WHAT THIS TASK INVOLVES -
Tally the lines in the entries below that contain the string "vegetation", treating uppercase and lowercase as different. Give only the number.

MATERIAL FOR THIS TASK -
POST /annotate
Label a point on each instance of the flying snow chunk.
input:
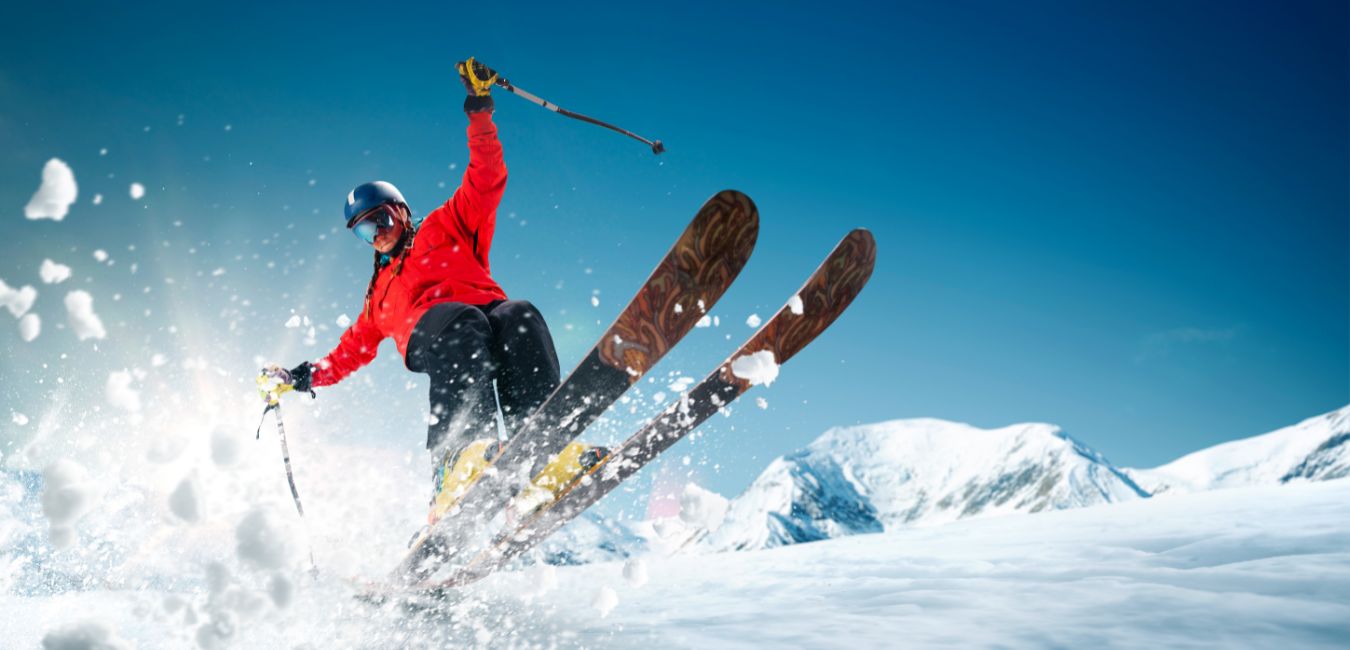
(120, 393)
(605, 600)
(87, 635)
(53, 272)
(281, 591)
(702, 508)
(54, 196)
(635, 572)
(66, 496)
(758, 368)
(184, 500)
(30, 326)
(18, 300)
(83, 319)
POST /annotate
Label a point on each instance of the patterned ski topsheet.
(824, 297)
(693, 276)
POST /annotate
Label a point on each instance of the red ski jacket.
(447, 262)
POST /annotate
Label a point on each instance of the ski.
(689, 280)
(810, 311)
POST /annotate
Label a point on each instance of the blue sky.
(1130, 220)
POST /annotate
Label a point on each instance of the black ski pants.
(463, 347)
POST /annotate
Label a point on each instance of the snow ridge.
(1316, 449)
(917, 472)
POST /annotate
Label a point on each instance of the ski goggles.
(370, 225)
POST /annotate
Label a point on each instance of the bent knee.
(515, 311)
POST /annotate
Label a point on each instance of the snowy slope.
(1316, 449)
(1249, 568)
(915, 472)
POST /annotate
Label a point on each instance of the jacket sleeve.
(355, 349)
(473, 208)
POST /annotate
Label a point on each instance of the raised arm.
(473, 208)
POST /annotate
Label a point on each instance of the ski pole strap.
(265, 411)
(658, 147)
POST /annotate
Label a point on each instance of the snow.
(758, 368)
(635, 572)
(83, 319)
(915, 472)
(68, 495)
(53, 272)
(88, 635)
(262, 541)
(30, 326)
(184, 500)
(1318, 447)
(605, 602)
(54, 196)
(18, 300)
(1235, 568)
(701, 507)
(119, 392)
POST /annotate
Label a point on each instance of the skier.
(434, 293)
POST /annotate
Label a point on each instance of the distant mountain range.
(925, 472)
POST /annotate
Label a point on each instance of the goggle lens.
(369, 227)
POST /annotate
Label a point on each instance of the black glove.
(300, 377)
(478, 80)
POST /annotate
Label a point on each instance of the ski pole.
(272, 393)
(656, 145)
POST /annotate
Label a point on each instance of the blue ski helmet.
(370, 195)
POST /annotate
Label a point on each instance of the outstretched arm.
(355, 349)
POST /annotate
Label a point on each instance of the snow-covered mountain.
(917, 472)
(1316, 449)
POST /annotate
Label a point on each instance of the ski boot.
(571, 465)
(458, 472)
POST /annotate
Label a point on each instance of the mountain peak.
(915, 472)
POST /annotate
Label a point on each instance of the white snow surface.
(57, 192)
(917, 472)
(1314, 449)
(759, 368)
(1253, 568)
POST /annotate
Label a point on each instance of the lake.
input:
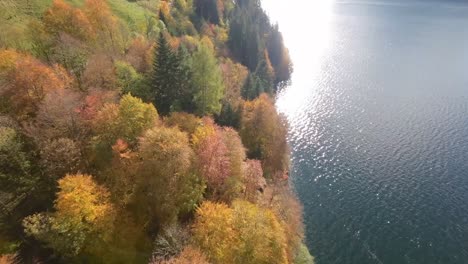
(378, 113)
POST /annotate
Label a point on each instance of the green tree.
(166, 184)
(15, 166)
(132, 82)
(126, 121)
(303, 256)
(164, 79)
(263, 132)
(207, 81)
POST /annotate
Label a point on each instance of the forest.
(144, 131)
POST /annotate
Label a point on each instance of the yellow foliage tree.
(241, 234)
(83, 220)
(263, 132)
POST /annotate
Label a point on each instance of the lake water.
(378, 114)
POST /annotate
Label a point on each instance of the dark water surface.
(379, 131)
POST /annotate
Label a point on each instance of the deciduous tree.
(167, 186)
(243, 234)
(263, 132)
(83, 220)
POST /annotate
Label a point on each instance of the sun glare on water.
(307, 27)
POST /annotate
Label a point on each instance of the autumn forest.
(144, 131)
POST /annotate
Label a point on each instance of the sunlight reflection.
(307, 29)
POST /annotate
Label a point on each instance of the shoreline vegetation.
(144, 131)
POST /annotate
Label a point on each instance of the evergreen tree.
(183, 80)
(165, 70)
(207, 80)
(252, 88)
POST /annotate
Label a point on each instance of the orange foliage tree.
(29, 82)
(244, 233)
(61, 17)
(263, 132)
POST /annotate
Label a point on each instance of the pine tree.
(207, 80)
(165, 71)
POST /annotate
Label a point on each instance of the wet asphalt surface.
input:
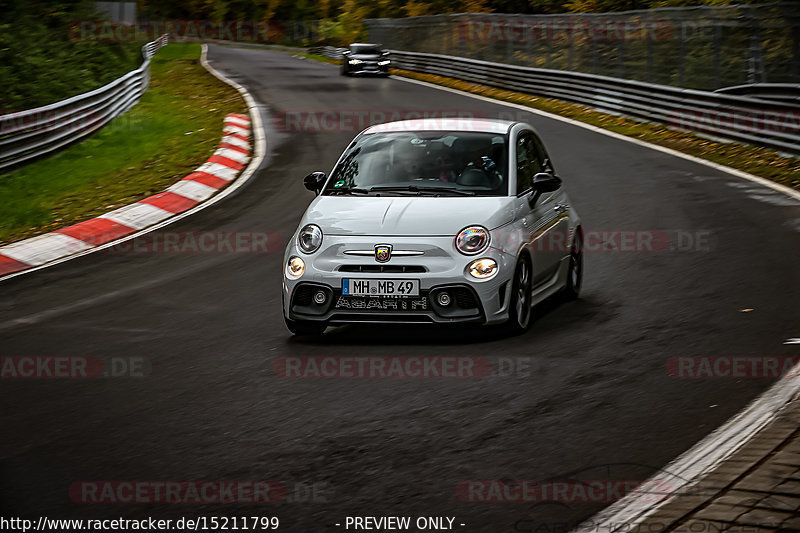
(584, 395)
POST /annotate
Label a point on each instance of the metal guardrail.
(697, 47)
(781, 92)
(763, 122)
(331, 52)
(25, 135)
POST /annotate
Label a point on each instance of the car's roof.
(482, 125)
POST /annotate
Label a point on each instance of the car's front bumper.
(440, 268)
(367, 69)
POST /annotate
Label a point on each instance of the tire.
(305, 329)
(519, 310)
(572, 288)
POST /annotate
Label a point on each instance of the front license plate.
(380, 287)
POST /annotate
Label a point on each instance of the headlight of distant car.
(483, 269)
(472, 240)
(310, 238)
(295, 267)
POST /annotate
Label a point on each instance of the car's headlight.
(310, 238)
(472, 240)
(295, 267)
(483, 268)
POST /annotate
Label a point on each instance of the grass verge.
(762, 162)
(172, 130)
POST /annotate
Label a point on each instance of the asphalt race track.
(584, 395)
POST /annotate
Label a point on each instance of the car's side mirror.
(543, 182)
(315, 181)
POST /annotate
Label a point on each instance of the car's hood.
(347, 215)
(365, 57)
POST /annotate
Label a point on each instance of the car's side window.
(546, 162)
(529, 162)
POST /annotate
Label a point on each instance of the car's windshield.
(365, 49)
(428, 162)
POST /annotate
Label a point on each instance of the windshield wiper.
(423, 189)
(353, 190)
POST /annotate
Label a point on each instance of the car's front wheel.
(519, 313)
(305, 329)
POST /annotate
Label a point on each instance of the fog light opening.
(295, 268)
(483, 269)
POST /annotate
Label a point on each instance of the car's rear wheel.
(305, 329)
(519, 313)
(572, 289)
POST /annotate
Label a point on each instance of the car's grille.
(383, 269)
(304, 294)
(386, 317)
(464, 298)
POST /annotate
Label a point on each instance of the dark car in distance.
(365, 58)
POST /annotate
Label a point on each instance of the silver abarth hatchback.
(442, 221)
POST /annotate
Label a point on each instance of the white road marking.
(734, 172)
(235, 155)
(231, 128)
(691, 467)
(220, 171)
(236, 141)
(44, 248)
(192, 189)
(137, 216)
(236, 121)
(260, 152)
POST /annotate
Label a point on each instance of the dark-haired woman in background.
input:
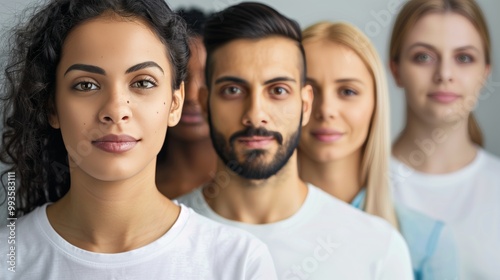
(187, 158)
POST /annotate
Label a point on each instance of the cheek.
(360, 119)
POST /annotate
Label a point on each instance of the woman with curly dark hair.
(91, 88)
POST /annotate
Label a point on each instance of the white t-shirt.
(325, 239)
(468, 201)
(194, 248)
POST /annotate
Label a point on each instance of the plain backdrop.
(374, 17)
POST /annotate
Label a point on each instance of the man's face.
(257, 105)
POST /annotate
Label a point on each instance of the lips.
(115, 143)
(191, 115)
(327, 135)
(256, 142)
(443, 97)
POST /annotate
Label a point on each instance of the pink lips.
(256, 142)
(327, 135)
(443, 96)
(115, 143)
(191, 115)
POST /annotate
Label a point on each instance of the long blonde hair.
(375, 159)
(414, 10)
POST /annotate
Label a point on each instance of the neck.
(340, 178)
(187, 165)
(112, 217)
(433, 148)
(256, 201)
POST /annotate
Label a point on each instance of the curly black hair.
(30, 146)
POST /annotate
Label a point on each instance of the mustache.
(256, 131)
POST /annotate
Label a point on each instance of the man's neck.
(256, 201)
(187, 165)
...
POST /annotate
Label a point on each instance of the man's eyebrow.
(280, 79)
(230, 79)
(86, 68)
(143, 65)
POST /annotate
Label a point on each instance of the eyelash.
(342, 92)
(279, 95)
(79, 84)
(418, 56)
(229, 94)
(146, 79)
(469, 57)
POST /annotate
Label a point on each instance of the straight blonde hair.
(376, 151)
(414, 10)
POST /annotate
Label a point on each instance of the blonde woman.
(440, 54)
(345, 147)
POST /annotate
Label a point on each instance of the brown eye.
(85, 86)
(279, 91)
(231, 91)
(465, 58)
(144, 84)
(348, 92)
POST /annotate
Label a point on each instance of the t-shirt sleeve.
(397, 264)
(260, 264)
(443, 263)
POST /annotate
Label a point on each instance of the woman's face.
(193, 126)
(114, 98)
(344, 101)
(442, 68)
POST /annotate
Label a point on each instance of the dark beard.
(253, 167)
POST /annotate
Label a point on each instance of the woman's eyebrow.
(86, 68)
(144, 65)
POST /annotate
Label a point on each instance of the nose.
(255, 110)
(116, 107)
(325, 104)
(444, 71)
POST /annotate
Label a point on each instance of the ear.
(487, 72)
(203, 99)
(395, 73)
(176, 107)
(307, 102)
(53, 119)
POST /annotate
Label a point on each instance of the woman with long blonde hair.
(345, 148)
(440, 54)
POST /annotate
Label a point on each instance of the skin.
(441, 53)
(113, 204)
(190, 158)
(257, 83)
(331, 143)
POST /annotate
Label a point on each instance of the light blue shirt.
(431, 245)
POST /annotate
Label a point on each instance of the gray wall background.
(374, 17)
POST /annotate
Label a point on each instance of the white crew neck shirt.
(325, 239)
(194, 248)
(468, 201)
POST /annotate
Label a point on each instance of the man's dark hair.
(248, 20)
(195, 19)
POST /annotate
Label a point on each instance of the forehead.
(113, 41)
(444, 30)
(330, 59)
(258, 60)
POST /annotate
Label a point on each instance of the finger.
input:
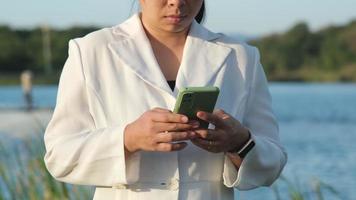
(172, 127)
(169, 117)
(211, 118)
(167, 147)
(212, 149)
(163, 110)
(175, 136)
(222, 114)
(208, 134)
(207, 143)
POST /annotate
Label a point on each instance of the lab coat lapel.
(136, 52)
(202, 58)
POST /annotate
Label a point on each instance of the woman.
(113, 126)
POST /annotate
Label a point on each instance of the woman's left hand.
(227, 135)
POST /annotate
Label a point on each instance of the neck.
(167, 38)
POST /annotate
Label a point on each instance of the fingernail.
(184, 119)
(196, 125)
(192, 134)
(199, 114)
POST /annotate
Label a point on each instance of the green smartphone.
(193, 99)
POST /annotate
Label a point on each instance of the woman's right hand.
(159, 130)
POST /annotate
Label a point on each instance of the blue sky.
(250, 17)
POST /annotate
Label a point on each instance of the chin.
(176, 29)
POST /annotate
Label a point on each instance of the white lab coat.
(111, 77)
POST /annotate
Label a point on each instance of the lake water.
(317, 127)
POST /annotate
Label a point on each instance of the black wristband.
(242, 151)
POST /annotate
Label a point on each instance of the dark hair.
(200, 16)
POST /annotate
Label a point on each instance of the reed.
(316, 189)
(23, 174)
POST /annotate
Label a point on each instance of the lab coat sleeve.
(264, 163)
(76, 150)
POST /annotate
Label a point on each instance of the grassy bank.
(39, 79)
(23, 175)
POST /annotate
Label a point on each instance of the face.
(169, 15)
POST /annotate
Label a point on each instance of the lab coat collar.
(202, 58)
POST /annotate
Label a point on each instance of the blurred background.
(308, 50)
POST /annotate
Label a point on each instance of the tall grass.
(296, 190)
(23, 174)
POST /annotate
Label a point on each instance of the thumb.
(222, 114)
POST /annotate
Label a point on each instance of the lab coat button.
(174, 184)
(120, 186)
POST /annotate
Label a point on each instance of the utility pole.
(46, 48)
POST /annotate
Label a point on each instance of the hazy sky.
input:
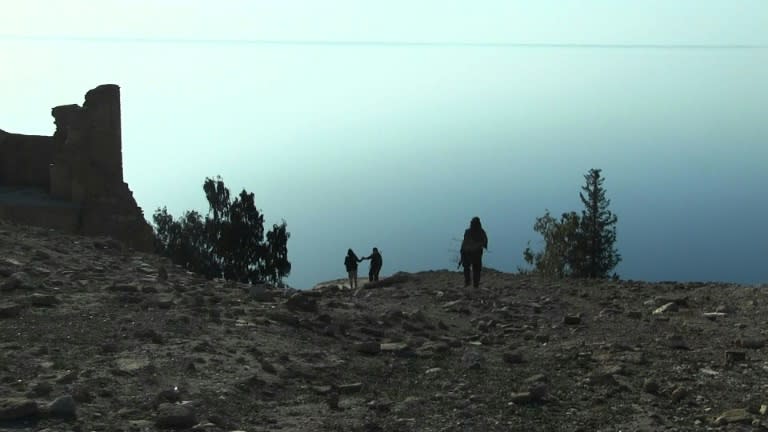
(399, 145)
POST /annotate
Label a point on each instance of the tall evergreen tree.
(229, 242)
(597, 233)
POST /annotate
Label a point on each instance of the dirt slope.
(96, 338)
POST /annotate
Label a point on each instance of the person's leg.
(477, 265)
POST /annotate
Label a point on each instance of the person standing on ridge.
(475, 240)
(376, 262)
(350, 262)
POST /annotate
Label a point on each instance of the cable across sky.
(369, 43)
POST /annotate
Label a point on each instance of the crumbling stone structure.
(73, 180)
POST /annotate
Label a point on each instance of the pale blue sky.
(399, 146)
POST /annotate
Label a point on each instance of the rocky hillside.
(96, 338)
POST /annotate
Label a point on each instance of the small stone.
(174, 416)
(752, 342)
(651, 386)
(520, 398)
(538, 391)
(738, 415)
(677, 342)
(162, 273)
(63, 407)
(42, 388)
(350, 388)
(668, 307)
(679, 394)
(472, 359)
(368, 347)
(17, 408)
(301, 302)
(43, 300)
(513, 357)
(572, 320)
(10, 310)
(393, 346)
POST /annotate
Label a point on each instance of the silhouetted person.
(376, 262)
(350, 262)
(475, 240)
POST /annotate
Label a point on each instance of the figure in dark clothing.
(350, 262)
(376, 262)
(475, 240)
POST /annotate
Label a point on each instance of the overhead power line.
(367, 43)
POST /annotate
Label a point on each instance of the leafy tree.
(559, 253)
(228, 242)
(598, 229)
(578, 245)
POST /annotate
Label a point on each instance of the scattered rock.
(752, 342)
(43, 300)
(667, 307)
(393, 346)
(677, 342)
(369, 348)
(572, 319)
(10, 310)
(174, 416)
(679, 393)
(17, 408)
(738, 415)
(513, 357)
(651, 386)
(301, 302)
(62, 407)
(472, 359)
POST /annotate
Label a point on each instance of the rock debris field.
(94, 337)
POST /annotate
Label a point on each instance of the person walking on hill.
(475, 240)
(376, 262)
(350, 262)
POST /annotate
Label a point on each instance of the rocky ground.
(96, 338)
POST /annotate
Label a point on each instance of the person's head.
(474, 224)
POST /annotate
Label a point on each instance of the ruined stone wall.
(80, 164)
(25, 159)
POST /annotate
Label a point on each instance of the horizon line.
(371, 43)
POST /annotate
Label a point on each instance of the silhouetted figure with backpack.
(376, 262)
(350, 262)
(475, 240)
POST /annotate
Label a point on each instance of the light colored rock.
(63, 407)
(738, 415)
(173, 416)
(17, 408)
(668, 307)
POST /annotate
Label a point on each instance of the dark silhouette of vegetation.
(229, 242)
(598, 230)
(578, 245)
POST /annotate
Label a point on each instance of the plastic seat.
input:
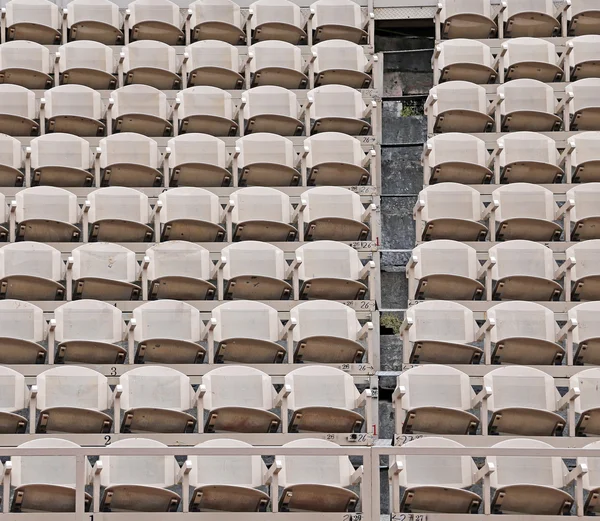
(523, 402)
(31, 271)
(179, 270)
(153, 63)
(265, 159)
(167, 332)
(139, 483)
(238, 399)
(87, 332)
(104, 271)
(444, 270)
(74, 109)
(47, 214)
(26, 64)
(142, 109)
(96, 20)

SOLUTION TO THIS PROBLEM -
2